• [WHAT IS EXPECTED]
Reproduce the line that contains "Traffic-operations request: mark the man's" and every line after it through the end of the records, exactly, with nothing added.

+++ SOURCE DATA +++

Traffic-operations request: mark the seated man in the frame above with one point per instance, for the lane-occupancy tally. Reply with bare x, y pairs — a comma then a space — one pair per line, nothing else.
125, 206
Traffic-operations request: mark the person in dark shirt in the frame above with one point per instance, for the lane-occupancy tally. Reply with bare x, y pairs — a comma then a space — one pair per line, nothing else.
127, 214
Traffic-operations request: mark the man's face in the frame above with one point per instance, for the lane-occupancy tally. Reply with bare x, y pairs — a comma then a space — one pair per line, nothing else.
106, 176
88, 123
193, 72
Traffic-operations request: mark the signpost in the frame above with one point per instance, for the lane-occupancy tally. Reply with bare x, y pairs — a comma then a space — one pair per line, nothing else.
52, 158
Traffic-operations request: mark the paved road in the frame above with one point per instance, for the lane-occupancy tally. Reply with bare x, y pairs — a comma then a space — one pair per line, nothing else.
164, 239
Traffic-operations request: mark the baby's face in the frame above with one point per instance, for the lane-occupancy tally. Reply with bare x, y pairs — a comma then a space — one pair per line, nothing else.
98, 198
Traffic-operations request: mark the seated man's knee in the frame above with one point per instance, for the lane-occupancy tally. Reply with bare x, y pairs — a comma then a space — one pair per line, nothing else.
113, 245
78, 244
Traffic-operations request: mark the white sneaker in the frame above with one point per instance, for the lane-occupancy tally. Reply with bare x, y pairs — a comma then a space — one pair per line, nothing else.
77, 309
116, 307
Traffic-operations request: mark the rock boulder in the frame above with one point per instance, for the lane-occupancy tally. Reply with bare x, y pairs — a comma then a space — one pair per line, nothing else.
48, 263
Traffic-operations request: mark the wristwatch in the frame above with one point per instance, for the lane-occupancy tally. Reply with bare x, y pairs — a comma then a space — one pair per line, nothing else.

+++

• [ANSWER IN FULL]
Traffic-operations request: mark the man's face in the frame above with one point per instance, for the lane-occupancy tally. Reply with bare x, y pairs — a comma then a space — one pair per line, nothing else.
106, 176
88, 123
193, 72
Traffic-operations request: mark the signpost in the frame above with one point per instance, for the lane-occupancy tally. Reply with bare x, y pairs — a comma then a space — one pair per line, nothing else.
52, 158
Traffic-operations request: mark the paved road in the frame above with one point per instance, for the lane-occupancy tally. Reply with bare x, y pairs — a comma then a space — one pair per line, nothing else.
164, 239
Traffic-operations request: mark the baby's face in the frame above with one point per instance, for the lane-occupancy tally. Reply with bare x, y pairs — a comma then a space — one pair per line, nothing else.
98, 198
Traffic-operations request: mark the seated man's knee in the frame above with one point per instance, for the lane-occupancy tally. Reply with bare x, y pairs — a comma then a space — one pair per line, nothing else.
113, 245
78, 244
Traffic-operations request: mark the white sneaker in the frame above with one point per instance, for the lane-occupancy tally. Reply with bare x, y pairs — a comma then a space — one pair per line, nothing else.
77, 309
116, 307
Traffic-operations request: mark the rock boulder in the frame above with one point per instance, for the lane-occupancy tally. Reply with bare x, y pairs — a comma then a space — one pair per line, nothing else.
48, 263
Traffic-operations request: mark the wristwatch in the frame above with one point per instance, for the lane-occupancy tally. Reply with bare x, y pairs — a comma then a space — one pair per line, nothing else.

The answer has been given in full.